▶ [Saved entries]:

● ● ● ●

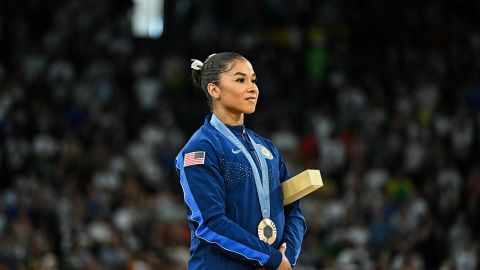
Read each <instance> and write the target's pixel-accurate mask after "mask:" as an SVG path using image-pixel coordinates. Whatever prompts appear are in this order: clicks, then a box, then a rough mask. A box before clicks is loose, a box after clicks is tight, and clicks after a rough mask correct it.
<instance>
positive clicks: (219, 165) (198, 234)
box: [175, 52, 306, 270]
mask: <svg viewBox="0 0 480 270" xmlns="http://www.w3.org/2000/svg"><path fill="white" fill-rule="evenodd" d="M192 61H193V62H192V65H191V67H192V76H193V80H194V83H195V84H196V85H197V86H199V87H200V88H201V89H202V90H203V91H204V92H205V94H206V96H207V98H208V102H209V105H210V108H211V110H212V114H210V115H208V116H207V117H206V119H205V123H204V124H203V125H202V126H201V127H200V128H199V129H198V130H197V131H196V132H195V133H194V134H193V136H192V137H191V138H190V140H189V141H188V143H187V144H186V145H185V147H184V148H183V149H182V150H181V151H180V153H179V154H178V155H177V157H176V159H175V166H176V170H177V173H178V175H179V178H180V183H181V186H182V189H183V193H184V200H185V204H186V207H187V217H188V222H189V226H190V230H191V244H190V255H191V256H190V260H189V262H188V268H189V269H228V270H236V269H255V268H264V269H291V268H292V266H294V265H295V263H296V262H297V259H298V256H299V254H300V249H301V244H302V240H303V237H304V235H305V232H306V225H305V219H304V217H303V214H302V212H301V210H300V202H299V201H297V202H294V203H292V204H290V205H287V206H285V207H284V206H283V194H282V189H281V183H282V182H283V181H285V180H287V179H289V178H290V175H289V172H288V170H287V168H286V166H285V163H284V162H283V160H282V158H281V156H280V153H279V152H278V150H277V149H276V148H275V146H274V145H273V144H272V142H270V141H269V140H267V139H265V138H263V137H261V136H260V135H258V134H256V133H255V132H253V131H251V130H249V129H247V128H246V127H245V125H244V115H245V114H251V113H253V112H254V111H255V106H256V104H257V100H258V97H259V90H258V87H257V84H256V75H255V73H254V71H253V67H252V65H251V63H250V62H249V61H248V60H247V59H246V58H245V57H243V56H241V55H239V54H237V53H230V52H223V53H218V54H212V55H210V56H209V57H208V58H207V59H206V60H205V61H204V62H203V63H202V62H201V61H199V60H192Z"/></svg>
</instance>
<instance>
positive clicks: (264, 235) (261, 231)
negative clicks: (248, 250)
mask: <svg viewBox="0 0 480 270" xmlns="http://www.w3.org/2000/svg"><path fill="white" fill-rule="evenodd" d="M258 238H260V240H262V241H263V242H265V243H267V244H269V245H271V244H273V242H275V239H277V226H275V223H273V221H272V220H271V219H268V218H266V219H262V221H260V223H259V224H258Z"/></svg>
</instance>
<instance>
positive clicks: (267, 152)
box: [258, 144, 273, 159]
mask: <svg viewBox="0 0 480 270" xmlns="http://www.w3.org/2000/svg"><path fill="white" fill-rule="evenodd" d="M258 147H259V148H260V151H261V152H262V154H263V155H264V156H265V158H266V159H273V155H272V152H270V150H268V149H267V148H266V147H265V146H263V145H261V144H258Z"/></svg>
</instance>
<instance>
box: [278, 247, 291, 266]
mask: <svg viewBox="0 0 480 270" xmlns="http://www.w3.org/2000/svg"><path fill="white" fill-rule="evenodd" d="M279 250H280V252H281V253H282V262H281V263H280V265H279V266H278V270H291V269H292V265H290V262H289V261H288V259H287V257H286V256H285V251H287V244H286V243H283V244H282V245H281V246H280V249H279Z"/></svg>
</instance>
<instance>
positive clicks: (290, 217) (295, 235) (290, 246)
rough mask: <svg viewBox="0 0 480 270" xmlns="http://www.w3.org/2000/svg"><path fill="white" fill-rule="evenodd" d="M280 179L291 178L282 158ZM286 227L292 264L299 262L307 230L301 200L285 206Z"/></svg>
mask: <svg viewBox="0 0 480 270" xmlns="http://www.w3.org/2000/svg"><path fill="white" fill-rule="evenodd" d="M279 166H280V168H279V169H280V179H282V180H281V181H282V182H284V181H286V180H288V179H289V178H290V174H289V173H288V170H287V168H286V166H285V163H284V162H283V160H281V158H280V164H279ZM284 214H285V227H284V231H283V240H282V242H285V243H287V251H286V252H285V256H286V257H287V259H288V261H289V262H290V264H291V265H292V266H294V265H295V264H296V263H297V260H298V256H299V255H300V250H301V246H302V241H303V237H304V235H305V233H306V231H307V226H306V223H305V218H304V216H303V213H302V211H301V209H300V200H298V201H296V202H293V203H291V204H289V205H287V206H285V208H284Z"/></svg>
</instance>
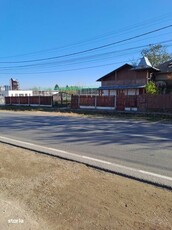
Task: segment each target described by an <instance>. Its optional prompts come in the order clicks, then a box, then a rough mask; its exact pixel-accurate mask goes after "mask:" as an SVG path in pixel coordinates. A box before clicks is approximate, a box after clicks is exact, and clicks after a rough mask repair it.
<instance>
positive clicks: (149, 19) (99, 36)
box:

● ● ● ●

▶ [TRY IT]: Write out all of the data above word for word, omitting the pictures.

▶ [EXERCISE RESULT]:
Read each <instance> and write the target's pixel-accurate mask after "mask:" as an SVG path using image-pixel coordinates. Whatever prompts appear are in this order: clicks, then a box, then a rough mask. A box before clicks is loose, a box after clicks is tight, and clicks after a rough mask correct it.
<instance>
positive clicks: (219, 165) (198, 234)
box: [175, 52, 306, 270]
mask: <svg viewBox="0 0 480 270" xmlns="http://www.w3.org/2000/svg"><path fill="white" fill-rule="evenodd" d="M192 61H193V62H192V65H191V67H192V76H193V80H194V83H195V84H196V85H197V86H199V87H200V88H201V89H202V90H203V91H204V92H205V94H206V96H207V98H208V102H209V105H210V108H211V110H212V114H210V115H208V116H207V117H206V119H205V123H204V124H203V125H202V126H201V127H200V128H199V129H198V130H197V131H196V132H195V133H194V134H193V136H192V137H191V138H190V140H189V141H188V143H187V144H186V145H185V147H184V148H183V149H182V150H181V151H180V153H179V154H178V155H177V157H176V159H175V166H176V170H177V173H178V175H179V178H180V183H181V186H182V189H183V193H184V200H185V204H186V207H187V217H188V222H189V226H190V230H191V244H190V255H191V256H190V260H189V262H188V268H189V269H228V270H236V269H255V268H264V269H291V268H292V266H294V265H295V263H296V262H297V259H298V256H299V254H300V249H301V244H302V240H303V237H304V235H305V232H306V225H305V219H304V217H303V214H302V212H301V210H300V202H299V201H297V202H294V203H292V204H290V205H287V206H285V207H284V206H283V194H282V189H281V183H282V182H283V181H285V180H287V179H289V178H290V175H289V172H288V170H287V168H286V166H285V163H284V162H283V160H282V158H281V156H280V153H279V152H278V150H277V149H276V148H275V146H274V145H273V144H272V142H270V141H269V140H267V139H265V138H263V137H261V136H260V135H258V134H256V133H255V132H253V131H251V130H249V129H247V128H246V127H245V125H244V115H245V114H251V113H253V112H254V111H255V106H256V104H257V100H258V97H259V90H258V87H257V84H256V75H255V73H254V71H253V67H252V65H251V63H250V62H249V61H248V60H247V59H246V58H245V57H243V56H241V55H239V54H237V53H230V52H223V53H218V54H212V55H210V56H209V57H208V58H207V59H206V60H205V61H204V62H203V63H202V62H201V61H199V60H192Z"/></svg>
</instance>
<instance>
positive clicks: (264, 235) (261, 231)
negative clicks: (248, 250)
mask: <svg viewBox="0 0 480 270" xmlns="http://www.w3.org/2000/svg"><path fill="white" fill-rule="evenodd" d="M258 238H260V240H262V241H263V242H265V243H267V244H269V245H271V244H273V242H275V239H277V226H275V223H273V221H272V220H271V219H268V218H266V219H262V221H260V223H259V224H258Z"/></svg>
</instance>
<instance>
positive clicks: (267, 152)
box: [258, 144, 273, 159]
mask: <svg viewBox="0 0 480 270" xmlns="http://www.w3.org/2000/svg"><path fill="white" fill-rule="evenodd" d="M258 147H259V148H260V151H261V152H262V154H263V155H264V156H265V158H266V159H273V155H272V152H270V150H268V149H267V148H266V147H265V146H263V145H261V144H258Z"/></svg>
</instance>
<instance>
box: [278, 247, 291, 266]
mask: <svg viewBox="0 0 480 270" xmlns="http://www.w3.org/2000/svg"><path fill="white" fill-rule="evenodd" d="M279 250H280V252H281V253H282V262H281V263H280V265H279V266H278V270H291V269H292V265H290V262H289V261H288V259H287V257H286V256H285V251H287V244H286V243H283V244H282V245H281V246H280V249H279Z"/></svg>
</instance>
<instance>
positive clicks: (290, 217) (295, 235) (290, 246)
rough mask: <svg viewBox="0 0 480 270" xmlns="http://www.w3.org/2000/svg"><path fill="white" fill-rule="evenodd" d="M280 179L291 178L282 158ZM286 227L292 264L299 262L307 230L301 200L285 206Z"/></svg>
mask: <svg viewBox="0 0 480 270" xmlns="http://www.w3.org/2000/svg"><path fill="white" fill-rule="evenodd" d="M279 166H280V168H279V169H280V179H282V180H281V181H282V182H284V181H286V180H288V179H289V178H290V174H289V173H288V170H287V168H286V166H285V163H284V162H283V160H281V158H280V164H279ZM284 214H285V227H284V231H283V240H282V242H285V243H287V251H286V252H285V256H286V257H287V259H288V261H289V262H290V264H291V265H292V266H294V265H295V264H296V263H297V260H298V256H299V255H300V250H301V246H302V241H303V237H304V235H305V233H306V231H307V226H306V223H305V218H304V216H303V213H302V211H301V209H300V200H298V201H296V202H293V203H291V204H289V205H287V206H285V208H284Z"/></svg>
</instance>
Task: segment each target described by an <instance>. Its optional prompts come in the order clicks, then a box, then a rough mask; its exact pixel-accurate mask goes after "mask:" as an SVG path in pixel coordinates. A box before clicks is approximate, a box after clicks is exact, and clicks after a rough mask repair it.
<instance>
positive clicks: (149, 19) (99, 36)
box:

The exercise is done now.